Alternatively, as shown in FIG. 4, the hallucinated loudspeaker array can be converted to a virtual multi-channel microphone array 50, which can be of varying microphone type and geometry, such as, for example, ambisonics, surround capture arrays or other. As such, rendering of the spatial audio can include converting the channels of the hallucinated loudspeaker array to microphone signals of a virtual microphone array such as ambisonics, surround capture arrays or other, that can then be transmitted or rendered with a decoder. A decoder (e.g., a binaural decoder) can be applied to the microphone signals of the virtual microphone array, resulting in the spatial audio.

In an XR application, for example, the virtual microphone array can be an ambisonics microphone array. In such a manner, rotational positional data of a user's head can be used to inform a binaural decoding of the virtual soundfield of the virtual microphone array or of the hallucinated loudspeaker array. The virtual microphone array or hallucinated loudspeaker array serves as a previously non-existent ‘virtual’ auditory origin between known capture points that is accessible for processing.

Known encoders, such as an ambisonic encoder, or other encoders available as APIs or standalone software, can be applied to the channels of the hallucinated loudspeaker array, to produce the virtual microphone array and microphone signals thereof. In such a manner, the format of the virtual auditory capture point (represented by the virtual microphone array) can be flexible. For example, the format of the virtual microphone array can be chosen to conform to an industry standard or for future-proofing.

Rendering the spatial audio can be performed based on a tracked position of the user, which can include a rotation and/or position of the user's head in three-dimensional space. In some aspects, only the rotation is required because the position of the hallucinated loudspeaker array can be used as a proxy for translational position. Translation can include coordinates in X (along a line); X and Y (on a plane), or X, Y and Z (in three-dimensional space). Rotation can include spherical coordinates such as azimuth and elevation.

Rotation and/or other position data (e.g., translation) of a user can be obtained from a tracker and used to render the speaker array to binaural directly, skipping the soundfield conversion step. However, in practical XR production scenarios it may be beneficial to handle audio soundfield directly as a production asset. Thus, in some aspects, the soundfield created by the virtual microphone can be decoded to produce spatial audio.

Full rotational auditory perception within a virtual soundfield can be provided to the user. Freedom of rotational auditory perception combined with the ability to create a soundfield at any point within the defined capture space (as shown and described in relation to FIG. 3) to provide full freedom of immersive spatial auditory perception anywhere within the space.

FIG. 8 shows an example of an audio system, according to some aspects. The audio processing system can be a computing device such as, for example, a desktop computer, a tablet computer, a smart phone, a computer laptop, a smart speaker, a media player, a headphone, a head mounted display (HMD), smart glasses, an infotainment system for an automobile or other vehicle, or an electronic device for presenting XR. The system can be configured to perform the method and processes described in the present disclosure. In some aspects, systems such as those shown in FIG. 1 are implemented as one or more audio processing systems.

■ Dataset entries
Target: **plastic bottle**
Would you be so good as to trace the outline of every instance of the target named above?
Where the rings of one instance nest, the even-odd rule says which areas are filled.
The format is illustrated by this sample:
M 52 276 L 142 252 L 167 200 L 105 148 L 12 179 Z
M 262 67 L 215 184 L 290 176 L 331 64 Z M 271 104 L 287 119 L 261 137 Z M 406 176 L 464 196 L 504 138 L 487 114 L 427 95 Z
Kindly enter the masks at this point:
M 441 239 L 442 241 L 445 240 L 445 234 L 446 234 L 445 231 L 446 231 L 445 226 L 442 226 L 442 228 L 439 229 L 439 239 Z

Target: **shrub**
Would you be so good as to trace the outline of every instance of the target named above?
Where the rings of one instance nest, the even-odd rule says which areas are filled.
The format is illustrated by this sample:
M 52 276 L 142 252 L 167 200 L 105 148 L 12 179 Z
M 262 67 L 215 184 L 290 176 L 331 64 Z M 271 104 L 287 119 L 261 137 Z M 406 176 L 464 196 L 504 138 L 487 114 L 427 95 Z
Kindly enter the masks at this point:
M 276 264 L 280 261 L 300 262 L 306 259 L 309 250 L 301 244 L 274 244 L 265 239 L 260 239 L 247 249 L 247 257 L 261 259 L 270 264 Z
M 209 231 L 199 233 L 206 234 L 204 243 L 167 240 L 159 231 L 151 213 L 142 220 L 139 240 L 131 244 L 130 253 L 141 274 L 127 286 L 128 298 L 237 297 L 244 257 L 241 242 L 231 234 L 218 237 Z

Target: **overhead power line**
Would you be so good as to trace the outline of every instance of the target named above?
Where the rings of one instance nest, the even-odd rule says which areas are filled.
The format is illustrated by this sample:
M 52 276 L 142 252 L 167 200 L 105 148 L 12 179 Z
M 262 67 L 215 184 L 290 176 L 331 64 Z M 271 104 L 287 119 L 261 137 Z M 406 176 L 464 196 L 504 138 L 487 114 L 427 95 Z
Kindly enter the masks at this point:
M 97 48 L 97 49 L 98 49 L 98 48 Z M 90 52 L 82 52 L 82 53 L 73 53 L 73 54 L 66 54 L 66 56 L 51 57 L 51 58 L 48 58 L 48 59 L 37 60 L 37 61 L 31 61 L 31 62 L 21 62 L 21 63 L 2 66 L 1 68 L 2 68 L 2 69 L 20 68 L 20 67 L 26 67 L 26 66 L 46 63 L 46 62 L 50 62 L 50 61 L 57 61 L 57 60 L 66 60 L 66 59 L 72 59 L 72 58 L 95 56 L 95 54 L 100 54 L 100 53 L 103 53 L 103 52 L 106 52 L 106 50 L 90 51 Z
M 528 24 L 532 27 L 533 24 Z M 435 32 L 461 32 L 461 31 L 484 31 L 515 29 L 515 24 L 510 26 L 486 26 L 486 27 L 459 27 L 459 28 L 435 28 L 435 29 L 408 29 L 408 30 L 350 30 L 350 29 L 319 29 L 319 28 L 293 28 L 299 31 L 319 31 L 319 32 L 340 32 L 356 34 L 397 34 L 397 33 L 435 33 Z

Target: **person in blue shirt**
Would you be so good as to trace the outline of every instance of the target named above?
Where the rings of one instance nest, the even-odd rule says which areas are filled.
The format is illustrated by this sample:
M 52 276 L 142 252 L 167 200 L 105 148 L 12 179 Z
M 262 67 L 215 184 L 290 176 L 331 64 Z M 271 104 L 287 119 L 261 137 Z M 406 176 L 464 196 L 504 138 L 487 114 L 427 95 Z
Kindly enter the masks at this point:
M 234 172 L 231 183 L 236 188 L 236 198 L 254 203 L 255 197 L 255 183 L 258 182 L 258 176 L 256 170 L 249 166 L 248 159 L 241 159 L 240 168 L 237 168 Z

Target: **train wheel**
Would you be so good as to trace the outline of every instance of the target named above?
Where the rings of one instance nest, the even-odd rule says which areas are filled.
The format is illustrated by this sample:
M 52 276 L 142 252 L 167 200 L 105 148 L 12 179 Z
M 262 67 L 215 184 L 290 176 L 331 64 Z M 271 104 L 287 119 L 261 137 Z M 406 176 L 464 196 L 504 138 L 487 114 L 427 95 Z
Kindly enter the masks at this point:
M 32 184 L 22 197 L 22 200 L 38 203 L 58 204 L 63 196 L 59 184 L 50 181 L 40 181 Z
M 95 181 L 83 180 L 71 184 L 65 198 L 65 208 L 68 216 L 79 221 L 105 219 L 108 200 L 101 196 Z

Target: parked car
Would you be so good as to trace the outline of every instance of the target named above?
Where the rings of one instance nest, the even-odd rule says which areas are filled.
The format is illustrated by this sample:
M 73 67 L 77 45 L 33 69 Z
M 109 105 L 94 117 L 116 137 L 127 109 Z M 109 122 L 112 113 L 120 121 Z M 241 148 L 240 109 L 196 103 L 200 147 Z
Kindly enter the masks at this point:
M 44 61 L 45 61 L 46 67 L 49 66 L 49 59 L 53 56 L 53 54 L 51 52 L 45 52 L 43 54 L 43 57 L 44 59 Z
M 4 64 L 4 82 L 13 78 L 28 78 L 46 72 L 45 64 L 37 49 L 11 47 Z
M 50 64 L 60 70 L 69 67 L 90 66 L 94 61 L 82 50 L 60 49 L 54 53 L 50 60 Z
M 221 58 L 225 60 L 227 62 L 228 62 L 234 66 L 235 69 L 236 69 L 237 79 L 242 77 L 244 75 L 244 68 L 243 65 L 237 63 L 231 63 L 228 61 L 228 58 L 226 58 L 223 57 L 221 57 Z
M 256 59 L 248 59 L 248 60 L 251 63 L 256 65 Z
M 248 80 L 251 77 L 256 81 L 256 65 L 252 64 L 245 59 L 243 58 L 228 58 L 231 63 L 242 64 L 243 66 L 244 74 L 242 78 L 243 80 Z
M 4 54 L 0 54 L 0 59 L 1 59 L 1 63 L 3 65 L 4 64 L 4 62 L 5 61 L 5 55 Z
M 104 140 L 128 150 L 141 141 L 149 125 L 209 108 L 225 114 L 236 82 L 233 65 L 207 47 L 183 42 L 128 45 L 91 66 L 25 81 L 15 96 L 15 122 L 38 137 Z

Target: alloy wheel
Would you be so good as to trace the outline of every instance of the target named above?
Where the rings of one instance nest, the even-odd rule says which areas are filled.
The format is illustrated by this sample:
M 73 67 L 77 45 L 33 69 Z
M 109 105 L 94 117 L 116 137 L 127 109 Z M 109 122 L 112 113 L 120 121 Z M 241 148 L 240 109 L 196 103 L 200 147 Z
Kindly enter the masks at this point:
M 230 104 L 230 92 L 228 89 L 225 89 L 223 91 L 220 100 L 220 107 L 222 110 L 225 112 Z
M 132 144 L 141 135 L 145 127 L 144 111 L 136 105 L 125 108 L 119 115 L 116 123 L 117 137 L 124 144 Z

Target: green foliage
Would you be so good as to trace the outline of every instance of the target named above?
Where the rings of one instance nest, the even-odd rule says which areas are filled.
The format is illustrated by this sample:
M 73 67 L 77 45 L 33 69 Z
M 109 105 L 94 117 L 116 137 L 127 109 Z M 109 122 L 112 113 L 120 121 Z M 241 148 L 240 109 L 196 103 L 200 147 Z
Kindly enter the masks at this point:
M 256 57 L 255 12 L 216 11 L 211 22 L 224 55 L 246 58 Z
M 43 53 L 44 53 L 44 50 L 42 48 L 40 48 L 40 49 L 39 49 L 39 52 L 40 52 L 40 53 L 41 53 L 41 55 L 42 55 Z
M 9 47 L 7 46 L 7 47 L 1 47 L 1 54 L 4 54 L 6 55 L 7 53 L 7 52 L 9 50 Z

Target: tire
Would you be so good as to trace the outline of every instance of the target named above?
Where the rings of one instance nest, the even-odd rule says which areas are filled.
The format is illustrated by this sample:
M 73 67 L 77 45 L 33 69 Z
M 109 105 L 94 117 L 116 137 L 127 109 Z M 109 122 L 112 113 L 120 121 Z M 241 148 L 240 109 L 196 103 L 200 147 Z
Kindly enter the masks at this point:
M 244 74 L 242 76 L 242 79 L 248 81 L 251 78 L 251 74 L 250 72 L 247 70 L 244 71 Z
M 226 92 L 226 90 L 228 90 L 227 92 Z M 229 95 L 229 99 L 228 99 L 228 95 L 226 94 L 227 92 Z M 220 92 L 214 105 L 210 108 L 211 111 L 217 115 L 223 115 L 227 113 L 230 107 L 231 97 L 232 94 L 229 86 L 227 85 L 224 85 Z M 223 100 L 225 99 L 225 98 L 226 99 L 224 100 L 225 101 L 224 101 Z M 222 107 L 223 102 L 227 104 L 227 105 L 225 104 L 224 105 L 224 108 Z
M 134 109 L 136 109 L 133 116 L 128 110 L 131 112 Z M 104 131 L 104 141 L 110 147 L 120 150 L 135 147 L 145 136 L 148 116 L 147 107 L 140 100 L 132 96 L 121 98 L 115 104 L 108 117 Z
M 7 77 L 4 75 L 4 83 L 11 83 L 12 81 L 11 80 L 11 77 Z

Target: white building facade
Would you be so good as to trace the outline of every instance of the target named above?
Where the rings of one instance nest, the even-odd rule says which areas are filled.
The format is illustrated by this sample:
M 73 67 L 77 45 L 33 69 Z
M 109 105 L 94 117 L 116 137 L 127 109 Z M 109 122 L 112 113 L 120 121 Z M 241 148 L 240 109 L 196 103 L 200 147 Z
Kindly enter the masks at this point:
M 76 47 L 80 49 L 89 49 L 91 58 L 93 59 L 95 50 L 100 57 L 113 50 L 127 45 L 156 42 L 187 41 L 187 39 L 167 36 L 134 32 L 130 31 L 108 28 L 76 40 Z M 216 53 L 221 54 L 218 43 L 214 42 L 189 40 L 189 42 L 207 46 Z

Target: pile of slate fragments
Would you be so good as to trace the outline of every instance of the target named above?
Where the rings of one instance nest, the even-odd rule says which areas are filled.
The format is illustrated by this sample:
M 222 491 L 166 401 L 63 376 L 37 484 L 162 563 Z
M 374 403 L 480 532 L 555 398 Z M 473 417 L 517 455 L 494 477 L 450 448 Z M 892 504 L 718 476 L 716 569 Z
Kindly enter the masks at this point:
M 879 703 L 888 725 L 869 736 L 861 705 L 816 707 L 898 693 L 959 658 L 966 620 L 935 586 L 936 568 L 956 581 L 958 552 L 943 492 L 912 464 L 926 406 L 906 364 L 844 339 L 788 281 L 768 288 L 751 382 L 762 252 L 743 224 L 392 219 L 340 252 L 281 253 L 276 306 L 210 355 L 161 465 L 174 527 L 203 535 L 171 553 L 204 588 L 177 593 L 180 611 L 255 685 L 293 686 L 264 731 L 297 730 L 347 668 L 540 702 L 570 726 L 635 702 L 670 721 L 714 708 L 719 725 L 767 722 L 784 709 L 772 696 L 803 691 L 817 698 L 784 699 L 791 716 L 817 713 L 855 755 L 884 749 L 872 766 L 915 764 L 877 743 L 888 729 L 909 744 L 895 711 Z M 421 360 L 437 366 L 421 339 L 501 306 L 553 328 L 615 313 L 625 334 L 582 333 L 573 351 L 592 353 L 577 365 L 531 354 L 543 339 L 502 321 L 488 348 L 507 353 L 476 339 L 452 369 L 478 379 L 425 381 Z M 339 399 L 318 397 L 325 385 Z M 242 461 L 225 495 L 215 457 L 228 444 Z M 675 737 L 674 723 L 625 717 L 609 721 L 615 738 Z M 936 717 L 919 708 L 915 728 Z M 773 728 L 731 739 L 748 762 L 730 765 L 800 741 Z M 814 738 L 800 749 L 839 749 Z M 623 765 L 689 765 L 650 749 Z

■ Tasks
1. Set down the stretch of the spatial audio passage from "Full rotational auditory" through "within the space.".
2. According to the spatial audio passage, why might only the rotation of the user's head be required when rendering?
3. List every coordinate option that the spatial audio passage gives for translation.
The records aren't needed for any of this.

■ Answer set
1.
Full rotational auditory perception within a virtual soundfield can be provided to the user. Freedom of rotational auditory perception combined with the ability to create a soundfield at any point within the defined capture space (as shown and described in relation to FIG. 3) to provide full freedom of immersive spatial auditory perception anywhere within the space.

2. Only rotation may be required because the position of the hallucinated loudspeaker array can serve as a proxy for the user's translational position.

3.
- X (along a line)
- X and Y (on a plane)
- X, Y and Z (in three-dimensional space)